Stated task A. Pick out every line in the entries below that contains the string "gilded", and copy each one. Match case exactly.

Reading text.
start

Like every pledge Trump has made throughout his life, they were just words to be broken. Since taking office, Trump has maintained his Twitter presence, spewing a steady stream of hyperbole and hate into public life. Sometimes you wonder where he still finds time to watch so much television and play golf so regularly.
Trump's Twitter offenses range so widely and destructively that trying to pinpoint the most awful examples risks undermining their full horror, although his reckless threats of war and nuclear attack stand out as particularly egregious.
As the impeachment inquiry proceeds, Trump's Twitter use is certain to escalate in both volume and viciousness. Last weekend, as the weight of the Ukraine scandal began to be felt, Trump manically tweeted and retweeted more than 80 times. Like a child caught in wrongdoing, Trump's tweets about his own scandals mix pettiness with heavy doses of finger pointing and whiny complaints of victimization. They are also often self-incriminating.

end

Available records.
start

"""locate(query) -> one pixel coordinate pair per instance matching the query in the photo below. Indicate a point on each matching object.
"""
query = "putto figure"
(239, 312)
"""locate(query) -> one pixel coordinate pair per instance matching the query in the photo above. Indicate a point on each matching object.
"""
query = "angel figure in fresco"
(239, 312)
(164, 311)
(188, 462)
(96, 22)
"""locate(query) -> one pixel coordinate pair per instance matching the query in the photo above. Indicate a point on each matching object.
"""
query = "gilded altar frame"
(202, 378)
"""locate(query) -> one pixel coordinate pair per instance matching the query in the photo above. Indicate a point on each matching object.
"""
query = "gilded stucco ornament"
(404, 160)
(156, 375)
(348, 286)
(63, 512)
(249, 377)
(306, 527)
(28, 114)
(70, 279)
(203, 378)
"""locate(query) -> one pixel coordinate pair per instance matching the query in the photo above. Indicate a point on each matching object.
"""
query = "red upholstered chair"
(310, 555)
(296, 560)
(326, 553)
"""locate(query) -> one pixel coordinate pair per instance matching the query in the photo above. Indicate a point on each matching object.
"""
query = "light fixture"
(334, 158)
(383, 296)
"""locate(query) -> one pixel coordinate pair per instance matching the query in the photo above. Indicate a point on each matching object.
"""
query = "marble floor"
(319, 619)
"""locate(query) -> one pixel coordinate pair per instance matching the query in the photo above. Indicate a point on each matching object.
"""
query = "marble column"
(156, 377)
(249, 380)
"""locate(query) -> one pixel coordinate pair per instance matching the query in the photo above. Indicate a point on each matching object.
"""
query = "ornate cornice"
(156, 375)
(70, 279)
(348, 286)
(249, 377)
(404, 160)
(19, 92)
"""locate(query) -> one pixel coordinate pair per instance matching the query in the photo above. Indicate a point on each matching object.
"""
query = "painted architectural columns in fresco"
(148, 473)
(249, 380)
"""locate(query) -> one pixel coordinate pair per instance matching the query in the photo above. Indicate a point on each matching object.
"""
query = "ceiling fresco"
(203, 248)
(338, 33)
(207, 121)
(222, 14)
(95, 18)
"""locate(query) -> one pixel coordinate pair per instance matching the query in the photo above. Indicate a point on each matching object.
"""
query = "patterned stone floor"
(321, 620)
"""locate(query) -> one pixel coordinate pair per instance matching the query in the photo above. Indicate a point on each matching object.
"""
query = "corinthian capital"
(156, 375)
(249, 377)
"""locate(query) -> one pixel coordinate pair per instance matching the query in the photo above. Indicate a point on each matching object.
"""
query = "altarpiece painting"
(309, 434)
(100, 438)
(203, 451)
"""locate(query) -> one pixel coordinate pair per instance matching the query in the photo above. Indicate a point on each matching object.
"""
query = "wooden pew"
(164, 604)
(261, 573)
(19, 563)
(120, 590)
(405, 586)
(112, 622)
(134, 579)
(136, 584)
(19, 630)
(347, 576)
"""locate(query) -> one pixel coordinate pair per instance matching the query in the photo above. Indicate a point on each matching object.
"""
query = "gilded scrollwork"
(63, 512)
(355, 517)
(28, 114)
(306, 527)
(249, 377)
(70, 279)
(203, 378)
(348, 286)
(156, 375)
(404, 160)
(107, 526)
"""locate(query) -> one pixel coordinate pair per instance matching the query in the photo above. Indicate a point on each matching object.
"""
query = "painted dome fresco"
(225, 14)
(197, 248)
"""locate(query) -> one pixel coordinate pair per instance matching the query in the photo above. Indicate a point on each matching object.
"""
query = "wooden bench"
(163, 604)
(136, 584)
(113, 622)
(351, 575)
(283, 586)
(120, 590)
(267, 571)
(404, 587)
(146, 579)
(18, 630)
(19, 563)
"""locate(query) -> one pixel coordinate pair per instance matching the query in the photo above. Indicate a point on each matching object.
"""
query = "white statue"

end
start

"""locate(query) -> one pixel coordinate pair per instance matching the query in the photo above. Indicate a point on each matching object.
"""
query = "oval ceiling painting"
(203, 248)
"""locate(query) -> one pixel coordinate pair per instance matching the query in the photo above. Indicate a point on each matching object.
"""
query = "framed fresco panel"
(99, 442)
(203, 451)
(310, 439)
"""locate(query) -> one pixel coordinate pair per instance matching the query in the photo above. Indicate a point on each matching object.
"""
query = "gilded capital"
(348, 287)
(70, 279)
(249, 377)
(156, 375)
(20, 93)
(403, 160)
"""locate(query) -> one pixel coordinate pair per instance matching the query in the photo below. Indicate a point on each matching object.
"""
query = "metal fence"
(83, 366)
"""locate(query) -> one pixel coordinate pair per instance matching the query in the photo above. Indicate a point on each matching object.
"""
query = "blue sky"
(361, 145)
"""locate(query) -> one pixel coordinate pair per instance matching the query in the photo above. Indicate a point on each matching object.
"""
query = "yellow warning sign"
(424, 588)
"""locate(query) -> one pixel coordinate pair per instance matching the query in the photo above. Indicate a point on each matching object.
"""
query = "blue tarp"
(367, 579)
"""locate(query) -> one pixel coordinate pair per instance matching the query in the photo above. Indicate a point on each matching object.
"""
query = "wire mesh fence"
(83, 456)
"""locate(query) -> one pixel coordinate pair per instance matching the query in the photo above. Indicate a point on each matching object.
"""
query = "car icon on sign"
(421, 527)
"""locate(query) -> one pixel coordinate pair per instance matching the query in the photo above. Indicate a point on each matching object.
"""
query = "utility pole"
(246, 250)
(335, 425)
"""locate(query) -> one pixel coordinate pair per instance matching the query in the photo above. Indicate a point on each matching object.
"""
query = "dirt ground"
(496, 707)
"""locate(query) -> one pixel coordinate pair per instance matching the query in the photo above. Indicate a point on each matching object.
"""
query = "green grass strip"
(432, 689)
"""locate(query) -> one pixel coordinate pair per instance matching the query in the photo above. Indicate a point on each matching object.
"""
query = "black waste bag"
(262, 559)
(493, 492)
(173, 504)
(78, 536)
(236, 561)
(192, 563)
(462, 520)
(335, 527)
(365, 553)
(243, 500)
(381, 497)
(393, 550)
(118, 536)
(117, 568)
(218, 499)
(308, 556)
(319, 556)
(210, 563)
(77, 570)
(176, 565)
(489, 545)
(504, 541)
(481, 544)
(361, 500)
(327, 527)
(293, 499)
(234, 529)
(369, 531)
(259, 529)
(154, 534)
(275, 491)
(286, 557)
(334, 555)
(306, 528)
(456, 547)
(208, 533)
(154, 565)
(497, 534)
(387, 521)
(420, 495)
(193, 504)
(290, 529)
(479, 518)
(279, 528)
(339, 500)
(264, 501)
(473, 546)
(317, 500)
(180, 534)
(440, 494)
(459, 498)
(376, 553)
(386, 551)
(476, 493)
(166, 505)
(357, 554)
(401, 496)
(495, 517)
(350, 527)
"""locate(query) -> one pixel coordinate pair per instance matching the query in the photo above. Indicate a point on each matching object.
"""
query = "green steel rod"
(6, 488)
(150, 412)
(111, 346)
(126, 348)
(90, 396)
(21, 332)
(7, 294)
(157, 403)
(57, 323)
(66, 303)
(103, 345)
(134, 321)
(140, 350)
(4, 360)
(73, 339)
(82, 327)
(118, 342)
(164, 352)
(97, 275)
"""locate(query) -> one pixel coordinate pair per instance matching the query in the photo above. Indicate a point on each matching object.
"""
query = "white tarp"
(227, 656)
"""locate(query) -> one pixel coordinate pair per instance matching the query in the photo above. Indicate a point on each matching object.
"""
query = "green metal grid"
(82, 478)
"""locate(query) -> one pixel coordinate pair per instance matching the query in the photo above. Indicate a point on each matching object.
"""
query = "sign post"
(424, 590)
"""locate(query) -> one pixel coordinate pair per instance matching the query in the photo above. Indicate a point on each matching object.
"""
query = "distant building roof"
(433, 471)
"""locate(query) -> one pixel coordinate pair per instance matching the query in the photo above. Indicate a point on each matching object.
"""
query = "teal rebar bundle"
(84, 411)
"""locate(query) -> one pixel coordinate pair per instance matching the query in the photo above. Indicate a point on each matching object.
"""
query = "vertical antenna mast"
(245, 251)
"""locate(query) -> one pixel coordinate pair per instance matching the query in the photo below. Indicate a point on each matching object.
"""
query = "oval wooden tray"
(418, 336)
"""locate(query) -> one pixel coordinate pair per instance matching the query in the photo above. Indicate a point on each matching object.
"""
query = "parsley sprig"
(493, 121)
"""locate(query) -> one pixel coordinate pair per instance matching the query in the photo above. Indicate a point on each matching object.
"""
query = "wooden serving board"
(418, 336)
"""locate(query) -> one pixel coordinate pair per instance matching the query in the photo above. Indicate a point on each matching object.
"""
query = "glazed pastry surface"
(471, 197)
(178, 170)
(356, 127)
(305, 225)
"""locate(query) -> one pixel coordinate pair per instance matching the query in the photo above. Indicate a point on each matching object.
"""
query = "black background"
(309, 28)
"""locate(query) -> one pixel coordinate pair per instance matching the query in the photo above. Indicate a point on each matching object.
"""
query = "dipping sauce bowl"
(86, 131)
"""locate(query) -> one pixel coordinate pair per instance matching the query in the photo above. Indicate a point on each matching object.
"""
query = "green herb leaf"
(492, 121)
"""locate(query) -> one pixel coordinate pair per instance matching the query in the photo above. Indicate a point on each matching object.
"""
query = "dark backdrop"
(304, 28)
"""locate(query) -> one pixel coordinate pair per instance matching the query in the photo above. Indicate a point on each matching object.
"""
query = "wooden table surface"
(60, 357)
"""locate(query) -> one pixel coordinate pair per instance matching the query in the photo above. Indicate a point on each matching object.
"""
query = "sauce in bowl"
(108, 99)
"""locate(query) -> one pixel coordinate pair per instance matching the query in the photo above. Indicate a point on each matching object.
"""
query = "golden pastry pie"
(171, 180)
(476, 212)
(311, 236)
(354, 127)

end

Stated task B. From the passage above on Trump's Twitter use, extract the stretch from "Trump's Twitter offenses" through "as particularly egregious.", copying it word for word.

Expected answer A.
query = "gilded altar frame"
query = "gilded stucco ornament"
query = "gilded scrollwork"
query = "gilded capital"

Expected answer B.
Trump's Twitter offenses range so widely and destructively that trying to pinpoint the most awful examples risks undermining their full horror, although his reckless threats of war and nuclear attack stand out as particularly egregious.